:: Task input ::
--------------------
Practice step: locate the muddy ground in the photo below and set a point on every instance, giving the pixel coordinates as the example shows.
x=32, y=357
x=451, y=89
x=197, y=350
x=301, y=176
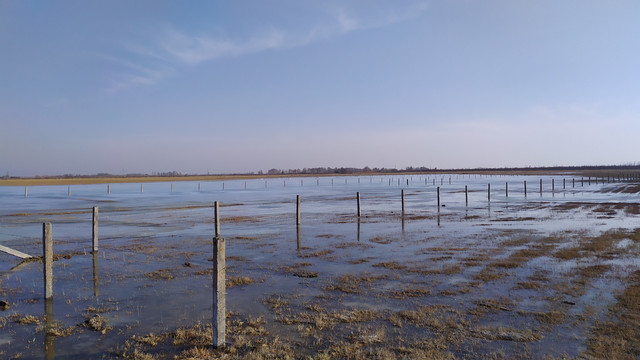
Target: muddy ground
x=550, y=276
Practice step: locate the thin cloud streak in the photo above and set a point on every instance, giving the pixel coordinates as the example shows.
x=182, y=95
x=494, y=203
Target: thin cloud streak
x=177, y=48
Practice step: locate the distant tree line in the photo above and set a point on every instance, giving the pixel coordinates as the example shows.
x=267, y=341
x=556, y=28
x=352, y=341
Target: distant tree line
x=354, y=170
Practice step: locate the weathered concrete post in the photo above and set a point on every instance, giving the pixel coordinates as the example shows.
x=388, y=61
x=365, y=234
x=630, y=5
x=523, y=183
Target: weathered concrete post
x=96, y=282
x=94, y=236
x=219, y=286
x=298, y=209
x=47, y=248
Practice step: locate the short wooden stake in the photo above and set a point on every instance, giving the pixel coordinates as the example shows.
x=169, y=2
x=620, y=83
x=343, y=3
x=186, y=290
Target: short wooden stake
x=298, y=209
x=47, y=248
x=219, y=288
x=540, y=187
x=216, y=214
x=95, y=229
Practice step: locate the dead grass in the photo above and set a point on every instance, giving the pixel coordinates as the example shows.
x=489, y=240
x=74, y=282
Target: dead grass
x=618, y=337
x=161, y=274
x=352, y=284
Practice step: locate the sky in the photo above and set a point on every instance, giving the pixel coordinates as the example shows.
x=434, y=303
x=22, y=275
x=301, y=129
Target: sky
x=240, y=86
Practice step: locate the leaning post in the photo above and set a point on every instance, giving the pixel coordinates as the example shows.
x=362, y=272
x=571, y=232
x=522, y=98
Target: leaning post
x=298, y=209
x=94, y=236
x=219, y=286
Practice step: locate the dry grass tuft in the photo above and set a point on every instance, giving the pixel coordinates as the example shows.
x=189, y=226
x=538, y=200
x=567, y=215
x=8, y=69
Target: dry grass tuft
x=238, y=281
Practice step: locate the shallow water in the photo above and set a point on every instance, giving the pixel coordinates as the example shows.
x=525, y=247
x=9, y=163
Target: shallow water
x=141, y=283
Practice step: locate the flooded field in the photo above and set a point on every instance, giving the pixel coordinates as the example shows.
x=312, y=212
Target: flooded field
x=555, y=274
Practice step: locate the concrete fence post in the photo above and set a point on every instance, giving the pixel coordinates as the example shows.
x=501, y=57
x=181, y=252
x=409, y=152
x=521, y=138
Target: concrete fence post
x=94, y=233
x=47, y=249
x=298, y=209
x=219, y=286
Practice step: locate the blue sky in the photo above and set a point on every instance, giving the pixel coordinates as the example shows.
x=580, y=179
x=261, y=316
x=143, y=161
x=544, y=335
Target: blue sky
x=238, y=86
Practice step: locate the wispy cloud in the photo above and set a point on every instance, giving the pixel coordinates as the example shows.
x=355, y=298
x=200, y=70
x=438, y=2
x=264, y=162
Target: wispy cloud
x=176, y=48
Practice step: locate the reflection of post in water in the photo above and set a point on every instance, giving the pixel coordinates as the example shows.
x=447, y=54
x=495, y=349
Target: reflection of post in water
x=96, y=281
x=49, y=349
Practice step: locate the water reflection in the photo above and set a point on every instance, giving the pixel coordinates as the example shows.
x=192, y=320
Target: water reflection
x=96, y=280
x=49, y=348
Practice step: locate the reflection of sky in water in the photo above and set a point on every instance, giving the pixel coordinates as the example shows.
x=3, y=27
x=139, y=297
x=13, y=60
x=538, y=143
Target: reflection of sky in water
x=141, y=232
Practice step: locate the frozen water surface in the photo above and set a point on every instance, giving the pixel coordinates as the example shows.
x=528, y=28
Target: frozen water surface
x=512, y=275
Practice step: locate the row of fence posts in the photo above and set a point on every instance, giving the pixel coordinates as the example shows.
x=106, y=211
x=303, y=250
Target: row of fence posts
x=582, y=181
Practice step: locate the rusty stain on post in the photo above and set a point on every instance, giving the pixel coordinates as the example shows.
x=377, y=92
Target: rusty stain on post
x=47, y=249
--------------------
:: Brief ::
Can you copy out every entry above word for word, leaving the pictures out of your answer?

:: Solved problem ::
Practice step: locate the muddy ground in the photo below and set a point on every instance, giving the pixel coordinates as the example shows.
x=32, y=357
x=451, y=89
x=197, y=350
x=301, y=176
Target: muddy ground
x=550, y=276
Practice step: locate the thin cloud streak in the photo above and set a point on every instance, giving the pixel coordinates as the example shows.
x=182, y=95
x=494, y=203
Target: thin cloud streak
x=177, y=48
Practice step: locate the distant tree line in the photo above and set a point on every instance, giving the pixel coordinates as the example shows.
x=267, y=341
x=556, y=28
x=352, y=341
Target: distant tree line
x=354, y=170
Practice step: locate the weathered concrete post in the photo above and set a point on every instance, giving the pixel coordinates as the example shows.
x=388, y=61
x=365, y=234
x=630, y=5
x=523, y=183
Target: weathered concrete post
x=96, y=282
x=94, y=236
x=219, y=286
x=298, y=209
x=47, y=248
Practice step: locate the short wooden stake in the photo above and set a point on every instance, giving the pixel coordinates as the example shows.
x=169, y=2
x=620, y=83
x=343, y=3
x=186, y=290
Target: short wooden stake
x=298, y=209
x=47, y=248
x=219, y=288
x=540, y=187
x=216, y=214
x=95, y=229
Practice step: locate the dead grass in the photo above and set a point on every instance, giving the pixel coordinates as the example shows.
x=489, y=240
x=74, y=282
Target: dead grass
x=618, y=337
x=161, y=274
x=352, y=284
Practice step: locate the sky in the photo above and set a point on every instance, giving the pixel coordinates as the example shows.
x=434, y=303
x=22, y=275
x=301, y=129
Target: sky
x=240, y=86
Practice step: locate the leaning post in the photo above and set a point on every instance, giving the pixel coordinates as the example shows.
x=362, y=272
x=571, y=232
x=522, y=98
Target: leaning post
x=298, y=209
x=94, y=236
x=219, y=286
Practice step: locate the dry grass tuft in the photo above and set a point on every instance, giving the pixel coordinates as the example shows.
x=189, y=226
x=538, y=200
x=567, y=215
x=8, y=69
Target: dry grass tuft
x=238, y=281
Practice step: locate the shallow water in the photo above and set a point on every instance, giving the pixel coordinates as the example shows.
x=525, y=247
x=9, y=163
Target: shallow water
x=141, y=283
Practice step: locate the flooded field in the photo above and set a point on every instance, giving the pixel coordinates as the example shows.
x=312, y=212
Target: flooded field
x=555, y=274
Practice step: locate the concrete fence post in the photo above and set a point on every instance, giving the pixel coordinates as the example shows.
x=501, y=57
x=181, y=252
x=409, y=152
x=521, y=138
Target: concrete fence post
x=94, y=233
x=47, y=249
x=298, y=209
x=219, y=286
Practice step: locate the blue sky in the photo above and set a point on every instance, giving the pixel coordinates as the example shows.
x=580, y=179
x=261, y=316
x=143, y=161
x=544, y=335
Target: blue sky
x=238, y=86
Practice step: locate the wispy cloud in the photo above and set a point on every instance, giving the pixel coordinates as the example shows.
x=355, y=298
x=200, y=70
x=438, y=2
x=264, y=162
Target: wispy cloud
x=176, y=48
Practice step: locate the reflection of post in water in the photo above and set a point on every instance, giving the pixel coordinates as the example shows.
x=447, y=54
x=495, y=349
Target: reflection of post in water
x=96, y=281
x=49, y=349
Practice step: locate the water reflection in the photo above and set a point on every instance, giving the pixel coordinates as the example shows.
x=192, y=320
Target: water reflection
x=96, y=280
x=49, y=348
Practice step: locate the reflection of sky in water in the photo above and set a point on every instance, giving the pixel coordinates as the example shows.
x=3, y=27
x=139, y=297
x=13, y=60
x=538, y=143
Target: reflection of sky in water
x=141, y=232
Practice step: locate the frozen water surface in the photo above and set a point on every instance, giving the pixel coordinates as the example shows.
x=528, y=28
Target: frozen water surface
x=512, y=275
Practice step: locate the row of fence posts in the photo above and set a point on every instance, giving the pixel coordinates as the example shows.
x=106, y=211
x=303, y=250
Target: row of fence posts
x=582, y=181
Practice step: locate the rusty stain on post in the photo above and set a point on every instance, giving the pixel coordinates as the example shows.
x=377, y=92
Target: rusty stain on post
x=47, y=249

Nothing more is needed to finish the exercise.